[Saved entries]
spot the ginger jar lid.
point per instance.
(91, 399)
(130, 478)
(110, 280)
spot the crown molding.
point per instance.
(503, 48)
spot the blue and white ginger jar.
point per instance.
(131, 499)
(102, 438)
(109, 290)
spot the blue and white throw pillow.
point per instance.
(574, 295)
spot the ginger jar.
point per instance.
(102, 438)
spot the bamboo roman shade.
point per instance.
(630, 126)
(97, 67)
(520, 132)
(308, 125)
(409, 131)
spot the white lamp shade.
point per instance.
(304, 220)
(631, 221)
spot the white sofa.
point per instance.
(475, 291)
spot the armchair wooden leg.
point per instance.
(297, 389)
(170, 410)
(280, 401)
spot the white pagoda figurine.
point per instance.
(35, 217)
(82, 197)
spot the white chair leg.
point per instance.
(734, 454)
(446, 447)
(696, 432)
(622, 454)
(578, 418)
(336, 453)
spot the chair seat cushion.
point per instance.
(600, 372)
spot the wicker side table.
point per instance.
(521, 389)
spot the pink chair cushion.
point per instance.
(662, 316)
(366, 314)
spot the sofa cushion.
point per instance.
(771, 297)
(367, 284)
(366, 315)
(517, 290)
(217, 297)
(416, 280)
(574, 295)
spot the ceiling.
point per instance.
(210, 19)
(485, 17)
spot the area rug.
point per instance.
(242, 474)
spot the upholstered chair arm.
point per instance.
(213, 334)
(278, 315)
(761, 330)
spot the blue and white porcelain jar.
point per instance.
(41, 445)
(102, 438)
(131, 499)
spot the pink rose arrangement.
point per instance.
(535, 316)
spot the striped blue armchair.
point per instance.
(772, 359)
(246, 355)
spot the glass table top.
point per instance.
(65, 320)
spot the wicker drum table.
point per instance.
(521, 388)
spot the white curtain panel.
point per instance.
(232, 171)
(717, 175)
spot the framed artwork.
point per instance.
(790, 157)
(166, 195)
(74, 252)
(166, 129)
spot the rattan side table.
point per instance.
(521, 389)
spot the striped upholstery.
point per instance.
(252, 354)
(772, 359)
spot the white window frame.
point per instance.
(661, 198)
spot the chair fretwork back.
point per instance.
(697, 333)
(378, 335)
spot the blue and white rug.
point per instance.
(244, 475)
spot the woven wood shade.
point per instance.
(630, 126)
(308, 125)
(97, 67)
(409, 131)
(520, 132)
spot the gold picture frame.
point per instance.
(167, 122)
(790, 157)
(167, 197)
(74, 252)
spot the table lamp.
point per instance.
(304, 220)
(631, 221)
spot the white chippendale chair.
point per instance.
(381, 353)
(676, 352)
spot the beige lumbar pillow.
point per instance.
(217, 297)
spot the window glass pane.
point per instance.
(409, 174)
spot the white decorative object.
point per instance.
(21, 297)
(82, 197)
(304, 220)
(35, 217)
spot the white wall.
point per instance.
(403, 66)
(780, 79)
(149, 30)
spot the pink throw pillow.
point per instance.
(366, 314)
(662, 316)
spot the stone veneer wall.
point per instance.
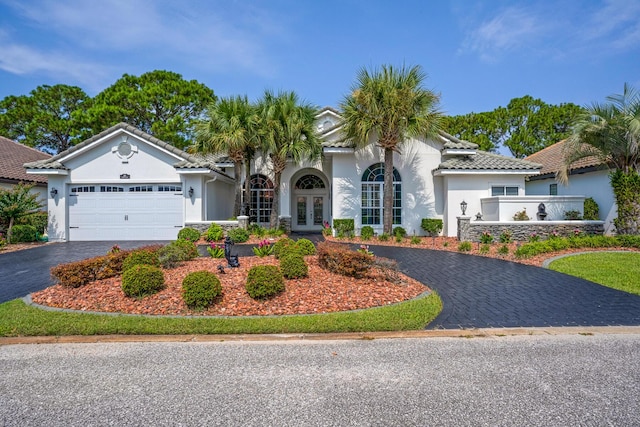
(522, 230)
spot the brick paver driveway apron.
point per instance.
(480, 292)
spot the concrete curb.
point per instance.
(347, 336)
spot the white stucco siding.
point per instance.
(414, 163)
(471, 188)
(592, 184)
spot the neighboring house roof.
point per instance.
(552, 159)
(13, 155)
(484, 161)
(188, 161)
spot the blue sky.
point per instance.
(478, 54)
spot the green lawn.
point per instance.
(617, 270)
(19, 319)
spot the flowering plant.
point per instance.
(486, 237)
(264, 248)
(365, 250)
(216, 250)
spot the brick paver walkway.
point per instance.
(480, 292)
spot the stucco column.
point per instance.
(464, 226)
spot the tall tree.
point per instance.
(525, 126)
(390, 105)
(17, 202)
(611, 132)
(49, 118)
(229, 128)
(159, 102)
(287, 133)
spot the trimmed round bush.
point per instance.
(293, 266)
(238, 235)
(189, 233)
(142, 280)
(140, 257)
(282, 245)
(200, 289)
(264, 281)
(306, 247)
(366, 232)
(23, 233)
(214, 233)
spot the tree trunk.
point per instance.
(387, 198)
(237, 204)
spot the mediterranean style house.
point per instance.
(13, 156)
(124, 184)
(588, 177)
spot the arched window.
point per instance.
(372, 195)
(309, 182)
(261, 199)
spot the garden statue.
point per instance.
(232, 260)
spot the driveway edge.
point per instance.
(346, 336)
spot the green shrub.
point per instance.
(591, 209)
(464, 246)
(142, 280)
(306, 247)
(572, 215)
(189, 233)
(23, 233)
(200, 289)
(264, 281)
(342, 260)
(238, 235)
(140, 257)
(344, 227)
(293, 266)
(367, 232)
(281, 245)
(503, 250)
(399, 231)
(214, 233)
(432, 226)
(174, 253)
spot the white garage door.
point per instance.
(125, 212)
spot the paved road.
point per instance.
(487, 293)
(27, 271)
(500, 381)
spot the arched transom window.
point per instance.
(261, 199)
(309, 182)
(372, 195)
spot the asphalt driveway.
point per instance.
(477, 292)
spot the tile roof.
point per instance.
(188, 161)
(552, 159)
(482, 161)
(13, 155)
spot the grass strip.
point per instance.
(617, 270)
(20, 319)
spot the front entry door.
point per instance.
(309, 212)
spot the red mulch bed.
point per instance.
(321, 292)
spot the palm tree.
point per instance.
(287, 134)
(611, 132)
(390, 105)
(229, 128)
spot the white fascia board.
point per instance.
(440, 172)
(48, 171)
(337, 150)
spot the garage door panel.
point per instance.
(125, 215)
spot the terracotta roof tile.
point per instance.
(552, 159)
(13, 156)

### WORK TASK:
In transcribing the lines above, omit the images and keep all else exact.

### YOUR SOLUTION:
spot the ginger jar lid.
point per instance.
(91, 399)
(130, 478)
(110, 280)
spot the crown molding.
point per instance.
(503, 48)
spot the blue and white ginger jar.
point per instance.
(131, 499)
(102, 438)
(109, 290)
spot the blue and white throw pillow.
point per instance.
(574, 295)
spot the ginger jar.
point per instance.
(102, 438)
spot the bamboo roman shade.
point per instance.
(630, 126)
(97, 67)
(520, 132)
(308, 125)
(409, 131)
spot the white lamp shade.
point per instance.
(304, 220)
(631, 221)
spot the white sofa.
point per instance.
(475, 291)
spot the armchair wooden leg.
point per instance.
(297, 389)
(170, 410)
(280, 401)
spot the white pagoda figurine.
point per instance.
(35, 217)
(82, 197)
spot the white chair leg.
point per instance.
(734, 454)
(446, 447)
(696, 432)
(622, 454)
(578, 418)
(336, 453)
spot the chair seat cushion.
point per instance.
(600, 372)
spot the wicker side table.
point per instance.
(521, 389)
spot the pink chair cushion.
point per instance.
(662, 316)
(366, 314)
spot the sofa cushion.
point per instance.
(771, 297)
(367, 284)
(366, 315)
(517, 290)
(217, 297)
(416, 280)
(574, 295)
spot the ceiling.
point per instance.
(210, 19)
(485, 17)
spot the area rug.
point per instance.
(242, 474)
spot the upholstered chair arm.
point per instance.
(213, 334)
(278, 315)
(761, 330)
spot the blue and white porcelain jar.
point per instance.
(41, 445)
(102, 438)
(131, 499)
spot the pink rose arrangement.
point per instance.
(535, 316)
spot the striped blue armchair.
point per instance.
(772, 359)
(246, 355)
spot the glass table top.
point per instance.
(65, 320)
spot the wicker drum table.
point per instance.
(521, 388)
spot the white curtain panel.
point per instance.
(232, 171)
(717, 175)
spot the framed artwork.
point per instance.
(790, 157)
(166, 195)
(74, 252)
(166, 129)
spot the rattan side table.
point per instance.
(521, 389)
spot the striped upholstery.
point per instance.
(252, 354)
(772, 359)
spot the white window frame.
point per instance.
(661, 198)
spot the chair fretwork back.
point per instance.
(697, 333)
(378, 335)
spot the blue and white rug.
point per instance.
(244, 475)
spot the woven wood shade.
point per instance.
(630, 126)
(308, 125)
(97, 67)
(409, 131)
(520, 132)
spot the gold picture frame.
point per instance.
(167, 122)
(790, 157)
(167, 197)
(74, 252)
spot the table lamp.
point per instance.
(304, 220)
(631, 221)
spot the white chippendale chair.
point per instance.
(381, 353)
(676, 352)
spot the beige lumbar pillow.
point per instance.
(217, 297)
spot the window glass pane.
point per instance.
(409, 174)
spot the white decorative object.
point per instance.
(21, 297)
(82, 197)
(304, 220)
(35, 217)
spot the white wall.
point per instance.
(403, 66)
(780, 79)
(149, 30)
spot the pink throw pillow.
point per instance.
(366, 314)
(662, 316)
spot the stone veneer wall.
point per instance.
(522, 230)
spot the brick paver driveway apron.
point per instance.
(480, 292)
spot the concrete curb.
point per instance.
(347, 336)
spot the white stucco siding.
point per instance.
(414, 163)
(471, 188)
(592, 184)
spot the neighboring house roof.
point per instance.
(552, 159)
(13, 155)
(484, 161)
(188, 161)
spot the blue sky.
point per instance.
(478, 54)
spot the green lawn.
point per instance.
(617, 270)
(19, 319)
spot the flowering plant.
point per instance.
(486, 237)
(264, 248)
(365, 250)
(216, 250)
spot the brick paver walkway.
point per instance.
(480, 292)
spot the stucco column.
point per instance.
(464, 226)
spot the tall tree.
point per instance.
(525, 126)
(390, 105)
(17, 202)
(611, 132)
(49, 118)
(229, 128)
(159, 102)
(287, 133)
spot the trimmed round bush.
point per instance.
(293, 266)
(238, 235)
(189, 233)
(142, 280)
(140, 257)
(282, 245)
(200, 289)
(264, 281)
(306, 247)
(366, 232)
(23, 233)
(214, 233)
spot the tree trunk.
point per instance.
(387, 198)
(237, 204)
spot the mediterranean style house.
point per instance.
(13, 156)
(124, 184)
(588, 177)
spot the arched window.
point per instance.
(372, 195)
(309, 182)
(261, 199)
spot the garden statue.
point per instance.
(232, 260)
spot the driveway edge.
point per instance.
(346, 336)
spot the green shrub.
point per instance.
(591, 209)
(464, 246)
(142, 280)
(306, 247)
(572, 215)
(189, 233)
(23, 233)
(200, 289)
(264, 281)
(342, 260)
(238, 235)
(140, 257)
(344, 227)
(293, 266)
(367, 232)
(281, 245)
(503, 250)
(399, 231)
(214, 233)
(432, 226)
(174, 253)
spot the white garage door.
point per instance.
(125, 212)
spot the paved road.
point per instance.
(487, 293)
(27, 271)
(500, 381)
spot the arched transom window.
point per instance.
(261, 199)
(309, 182)
(372, 195)
spot the asphalt driveway.
point per instance.
(477, 292)
spot the tile roof.
point per instance.
(188, 161)
(552, 159)
(482, 161)
(13, 155)
spot the grass strip.
point per instance.
(617, 270)
(20, 319)
spot the front entry door.
point per instance.
(309, 212)
spot the red mulch bed.
point per instance.
(321, 292)
spot the palm tree.
point per instance.
(287, 134)
(611, 132)
(390, 105)
(229, 128)
spot the white fascia board.
point per instance.
(440, 172)
(48, 171)
(337, 150)
spot the garage door panel.
point per instance.
(125, 215)
spot the terracotta roof tile.
point per instance.
(552, 159)
(13, 156)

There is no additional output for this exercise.